Exercise text:
While bedtime battles are common in many households, for some children there could be something else at work: about 20 percent of children suffer from some sort of sleep disorder.

What is sleep apnea?
Sleep apnea is a condition in which there is a regular, momentary stopping of breath during sleep. These stoppages can lead to sleep disruptions and falls in blood oxygen levels. Some warning signs of sleep apnea in children are:
* High blood pressure
* Weight gain
* Dry or sore throat in the morning
* Morning headaches
* Snoring or stoppages in breath during sleep
* Undue sleepiness during the day or difficulty falling asleep

Sleep apnea can be resolved by removing the tonsils or adenoid glands, or by using positive airway pressure devices.

Other common sleep problems include behavioral insomnia—resisting going to bed; excessive daytime sleepiness, which may be caused by insufficient sleep or more serious conditions; and parasomnias, such as sleepwalking and night terrors.

Problems to solve:
**A.** Answer these questions using the text on children's sleep problems:
(i) About what share of children suffer from some sort of sleep disorder?
(ii) What can the stoppages of breath in sleep apnea lead to?
(iii) What examples of parasomnias are named?
**B.** Write out the part of the text on children's sleep problems that opens with "Sleep apnea can" and closes with "and night terrors.", swapping "sleepwalking" for "sleep talking".

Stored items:
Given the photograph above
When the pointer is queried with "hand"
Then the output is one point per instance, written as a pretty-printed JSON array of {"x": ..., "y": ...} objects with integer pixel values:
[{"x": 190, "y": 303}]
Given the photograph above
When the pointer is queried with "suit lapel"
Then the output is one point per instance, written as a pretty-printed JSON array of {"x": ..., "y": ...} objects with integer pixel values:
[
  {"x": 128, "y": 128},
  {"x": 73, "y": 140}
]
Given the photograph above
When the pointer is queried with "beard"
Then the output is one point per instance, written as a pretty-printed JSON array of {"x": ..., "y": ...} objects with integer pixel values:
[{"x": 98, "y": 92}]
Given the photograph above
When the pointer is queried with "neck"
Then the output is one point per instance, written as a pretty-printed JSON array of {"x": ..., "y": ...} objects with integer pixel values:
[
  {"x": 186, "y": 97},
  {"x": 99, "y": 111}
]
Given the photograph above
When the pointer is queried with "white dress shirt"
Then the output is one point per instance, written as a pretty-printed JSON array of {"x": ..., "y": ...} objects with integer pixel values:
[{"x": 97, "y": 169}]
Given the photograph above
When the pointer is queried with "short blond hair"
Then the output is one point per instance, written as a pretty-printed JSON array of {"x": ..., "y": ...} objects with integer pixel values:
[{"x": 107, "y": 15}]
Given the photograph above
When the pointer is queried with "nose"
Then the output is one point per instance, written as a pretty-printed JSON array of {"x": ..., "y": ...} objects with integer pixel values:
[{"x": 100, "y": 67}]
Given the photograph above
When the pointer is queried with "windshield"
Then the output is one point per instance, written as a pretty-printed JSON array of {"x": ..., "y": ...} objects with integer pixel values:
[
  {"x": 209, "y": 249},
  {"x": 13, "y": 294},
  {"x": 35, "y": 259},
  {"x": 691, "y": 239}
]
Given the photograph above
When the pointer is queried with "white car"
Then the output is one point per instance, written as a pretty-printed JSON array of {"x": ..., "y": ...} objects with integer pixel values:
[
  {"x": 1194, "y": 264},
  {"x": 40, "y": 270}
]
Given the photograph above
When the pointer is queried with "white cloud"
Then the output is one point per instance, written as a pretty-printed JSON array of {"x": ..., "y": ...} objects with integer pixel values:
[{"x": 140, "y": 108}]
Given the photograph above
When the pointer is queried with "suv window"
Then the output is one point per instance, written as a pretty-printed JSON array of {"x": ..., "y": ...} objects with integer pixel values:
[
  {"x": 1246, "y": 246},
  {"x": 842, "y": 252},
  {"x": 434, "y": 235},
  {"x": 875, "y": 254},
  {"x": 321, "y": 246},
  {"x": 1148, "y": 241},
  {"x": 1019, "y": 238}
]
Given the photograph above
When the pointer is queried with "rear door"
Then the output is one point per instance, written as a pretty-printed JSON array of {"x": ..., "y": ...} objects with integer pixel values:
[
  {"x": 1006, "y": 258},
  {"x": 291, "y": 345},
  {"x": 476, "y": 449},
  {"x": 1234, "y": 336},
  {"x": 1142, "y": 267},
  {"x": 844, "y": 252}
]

Answer section:
**A.**
(i) About 20 percent.
(ii) Sleep disruptions and falls in blood oxygen levels.
(iii) Sleepwalking and night terrors.

**B.**
Sleep apnea can be resolved by removing the tonsils or adenoid glands, or by using positive airway pressure devices.

Other common sleep problems include behavioral insomnia—resisting going to bed; excessive daytime sleepiness, which may be caused by insufficient sleep or more serious conditions; and parasomnias, such as sleep talking and night terrors.